The Power of God and the Meekness of Job

Discovery for Teachers

The Power of God and the Meekness of Job


Job 38:1 through 42:17

“I have heard of thee by the hearing of the ear: but now mine eye seeth thee.” (Job 42:5)


In the lengthy dialogue between Job and his friends, recorded in chapters 4 through 37, Job had frequently expressed his longing to have God respond to his questions. In these chapters, Job’s wish was granted and God’s silence was broken, though not in the manner Job had expected.

By refraining from cursing God at the loss of his loved ones, health, and material advantages, Job had disproved Satan’s contention that he would not serve God without reward. By persisting in his assertion that sin and suffering are not linked in a cause-and-effect sequence, he had silenced his friends’ accusations. However, in defending his own integrity, he had questioned the integrity of God and characterized Him as being unjust. He felt God had not been consistent in His moral jurisdiction of the world, and that God had an unjustifiable enmity against him.

Job seemed to presume that his own finite mind could comprehend and even challenge the infinite mind of God. It was this presumption that God addressed in His approach to Job, chiding him for his empty words about a subject far beyond his knowledge. With poetic beauty, God presented Job with a series of hard questions related to His work as the Creator of the universe.

Job’s repentance and submission concluded the dialogue between God and Job, and the final verses of the narrative (Job 42:7-17) record the restoration of Job — an inspiring conclusion to this account of true worship and integrity in the face of extreme adversity.


  1. In chapters 38 and 39, God referred to the grandeur of creation, and by implication pointed to the power and wisdom of the One who could create such a universe. In one or two sentences, summarize the essence of the questions that God asked Job in chapter 38. Why do you think God said what He did and why in this tone?

    Class summary should bring out that God’s series of questions were pointed toward helping Job understand where he stood in relation to God. In effect, God was saying, “Who do you think you are, challenging God himself?”

    In response to the second question, lead your group to conclude that God was trying to help Job understand that if he could not explain the conditions of nature, how could he question the God who controls these conditions? If nature was beyond his grasp, God’s purposes could well be hidden also. The human mind cannot comprehend or understand the reason for suffering. Job needed to grasp that the real question was not why he suffered, but Whom he trusted.

  2. God spoke of very broad topics such as creating the earth (Job 38:4-7), but also of details of creation such as clouds and rain (Job 38:37-38). What does this tell us about God, and how does this help the Christian have hope?

    Class response should center on the thought that God is not only powerful and awesome, but He is also concerned and aware of the tiniest details of our lives. Though He commands the universe, nothing about our personal lives is too insignificant for Him to care about. You may wish to reference Psalm 139 to amplify this point.
  3. Throughout his trial, Job often complained about God’s seemingly unjust treatment of him. In Job 40:2, God asked him, “Shall he that contendeth with the Almighty instruct him?” How do we bring our cares to God without lapsing into complaining about our circumstances?

    Help your class evaluate the difference between bringing our needs and petitions to God, and simply complaining and expressing discontent regarding our circumstances. Some points to consider: With what “tone” do we bring our needs to God? Do we accompany our requests with praise and thanksgiving? Are we willing to accept that God may not always explain “why”? Do we truly believe He has our best interests at heart? Your class should be led to conclude that no matter what comes our way, we can be assured God is working all things together for our good.

* _Your tasks_
A: Echo the stretch of the records from the line containing "Target: clock tower face panel" through the end of the records, both ends included.
B: Carry on the study guide on Job from the point where it stops.
The records that come next are unrelated to the study guide on Job.

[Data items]
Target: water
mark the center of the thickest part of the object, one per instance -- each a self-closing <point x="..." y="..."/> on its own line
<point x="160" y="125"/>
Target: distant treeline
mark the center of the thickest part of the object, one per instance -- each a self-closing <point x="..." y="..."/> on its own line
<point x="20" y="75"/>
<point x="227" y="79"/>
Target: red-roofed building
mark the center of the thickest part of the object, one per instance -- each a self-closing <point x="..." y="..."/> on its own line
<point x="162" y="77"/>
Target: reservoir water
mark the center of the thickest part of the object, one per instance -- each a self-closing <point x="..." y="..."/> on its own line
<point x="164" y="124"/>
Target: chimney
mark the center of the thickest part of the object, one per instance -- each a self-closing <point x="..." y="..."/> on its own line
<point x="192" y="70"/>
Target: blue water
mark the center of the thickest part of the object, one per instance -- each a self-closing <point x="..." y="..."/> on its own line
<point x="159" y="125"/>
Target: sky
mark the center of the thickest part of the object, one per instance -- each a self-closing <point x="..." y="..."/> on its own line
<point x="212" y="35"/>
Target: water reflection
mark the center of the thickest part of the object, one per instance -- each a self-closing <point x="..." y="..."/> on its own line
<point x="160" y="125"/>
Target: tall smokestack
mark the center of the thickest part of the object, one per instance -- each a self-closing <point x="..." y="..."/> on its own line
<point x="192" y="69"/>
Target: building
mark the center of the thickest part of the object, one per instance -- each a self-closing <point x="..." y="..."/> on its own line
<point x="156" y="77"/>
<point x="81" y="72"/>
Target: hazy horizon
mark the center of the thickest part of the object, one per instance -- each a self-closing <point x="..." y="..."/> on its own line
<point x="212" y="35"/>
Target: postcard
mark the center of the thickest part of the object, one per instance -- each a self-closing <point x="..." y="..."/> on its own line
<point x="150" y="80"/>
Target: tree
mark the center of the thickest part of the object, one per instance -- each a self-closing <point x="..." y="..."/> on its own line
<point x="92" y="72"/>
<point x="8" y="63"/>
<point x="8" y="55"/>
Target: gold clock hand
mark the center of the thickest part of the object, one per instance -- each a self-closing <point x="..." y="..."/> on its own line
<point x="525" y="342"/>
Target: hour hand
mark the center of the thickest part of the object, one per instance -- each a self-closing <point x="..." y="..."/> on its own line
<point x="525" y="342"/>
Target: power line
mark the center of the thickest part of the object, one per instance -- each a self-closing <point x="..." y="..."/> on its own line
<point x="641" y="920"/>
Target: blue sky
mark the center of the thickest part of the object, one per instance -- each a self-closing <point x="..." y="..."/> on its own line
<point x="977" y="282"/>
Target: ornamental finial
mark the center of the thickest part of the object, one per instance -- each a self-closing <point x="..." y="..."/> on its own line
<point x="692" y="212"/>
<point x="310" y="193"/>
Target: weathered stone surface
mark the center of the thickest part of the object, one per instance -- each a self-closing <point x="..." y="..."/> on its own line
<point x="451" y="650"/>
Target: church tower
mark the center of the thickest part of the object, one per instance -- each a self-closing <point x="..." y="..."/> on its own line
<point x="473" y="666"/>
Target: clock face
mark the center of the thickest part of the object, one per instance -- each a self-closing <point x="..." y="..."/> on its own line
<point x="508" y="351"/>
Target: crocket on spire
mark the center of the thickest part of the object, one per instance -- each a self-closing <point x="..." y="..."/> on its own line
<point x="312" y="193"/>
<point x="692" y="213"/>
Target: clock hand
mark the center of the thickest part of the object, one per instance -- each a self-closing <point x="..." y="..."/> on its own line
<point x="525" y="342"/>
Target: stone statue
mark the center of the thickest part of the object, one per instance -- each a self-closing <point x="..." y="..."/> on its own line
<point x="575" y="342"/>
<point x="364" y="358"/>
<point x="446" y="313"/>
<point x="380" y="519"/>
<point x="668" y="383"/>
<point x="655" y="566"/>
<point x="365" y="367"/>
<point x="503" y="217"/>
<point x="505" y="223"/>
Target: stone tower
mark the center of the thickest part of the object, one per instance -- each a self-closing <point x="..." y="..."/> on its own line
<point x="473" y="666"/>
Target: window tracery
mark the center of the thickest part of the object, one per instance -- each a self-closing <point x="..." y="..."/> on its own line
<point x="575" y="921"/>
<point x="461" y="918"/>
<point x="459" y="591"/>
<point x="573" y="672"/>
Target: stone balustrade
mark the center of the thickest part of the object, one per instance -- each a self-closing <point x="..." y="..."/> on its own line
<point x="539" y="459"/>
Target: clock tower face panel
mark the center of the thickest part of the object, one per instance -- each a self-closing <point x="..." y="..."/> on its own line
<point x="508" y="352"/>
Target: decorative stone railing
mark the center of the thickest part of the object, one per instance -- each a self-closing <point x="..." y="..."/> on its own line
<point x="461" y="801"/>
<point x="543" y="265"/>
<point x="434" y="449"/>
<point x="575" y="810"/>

* _Final results_
A:
Target: clock tower face panel
mark the center of the thickest part of the object, one per instance -- each a self-closing <point x="..." y="..."/> on its own line
<point x="508" y="352"/>
Target: decorative stone railing
mark the center of the thickest part of the object, one per instance -- each a self-closing <point x="..." y="..."/> on its own line
<point x="461" y="801"/>
<point x="543" y="265"/>
<point x="434" y="449"/>
<point x="575" y="810"/>

B:
  4. Job had been so absorbed in his terrible trial that he overlooked the revelation of God which is apparent in every part of the universe. God’s eloquent speech and series of questions in chapters 38 and 39 hit their mark. According to Job 40:3-5, how did Job respond to God’s question in the preceding verses? What does his response tell us about Job’s spirituality?

    Job was awestruck by God’s pronouncements, and clearly recognized the presumptuousness revealed by his questioning of God. He put his hand over his mouth, vowing not to contend with God any further.

    Your class should conclude that Job’s response showed humility, respect to God, and submission. Discuss why these qualities, and any others your class may bring out, are important virtues in the Christian life.

  5. While Job had a new understanding of his insignificance compared to the majesty of God, God was not yet finished. In Job 40:6 through 41:34, He again spoke out of the whirlwind, challenging Job to demonstrate his power if he thought he was equal to the Omnipotent Creator. God had spoken glowingly of Job in Job 1:8 and 2:3, so what did Job mean when he responded by saying he would “repent in dust and ashes” (Job 42:6)?

    Job saw he should not have questioned God, and openly and honestly faced God and admitted he had been foolish. “Repent” in this case means a complete turnaround from the former perception. Job was not asking forgiveness for sins, but for questioning God’s sovereignty and justice. He recognized that he had spoken without understanding. Clearly his thinking had been transformed by his personal encounter with God.
  6. At the conclusion of the dialogue between God and Job, God still had not answered all of Job’s questions. Should a Christian always have to know the reasons God does what He does? Why or why not?

    It is natural to desire an answer, but we will not always receive one. The point should be made that although we may not understand an event or circumstance, if we are to gain spiritually rather than become embittered and confused over the lack of an explanation, we must choose to believe that the divine hand of God has permitted what has come our way. Acceptance can lead to spiritual growth instead of despair, blessing instead of bitterness.
  7. As we conclude our study of Job, what key lessons stand out to you from this book?

    This question should provide an opportunity for a good wrap-up to the lesson. Your students will likely offer several thoughts. These may include:

    • Satan may be allowed to try our faith, but He cannot proceed beyond the limits God sets.

    • Serving God does not guarantee a life without trials.

    • Prosperity is not a sign of God’s favor.

    • It is vital to trust God even when circumstances might tempt us to doubt.

    • Suffering is not always because of sin. We should be careful not to judge others who are suffering.

    • We love God because of who He is, whether He allows blessings or trials to come to us.

    • We must accept that we will not always understand God and His ways.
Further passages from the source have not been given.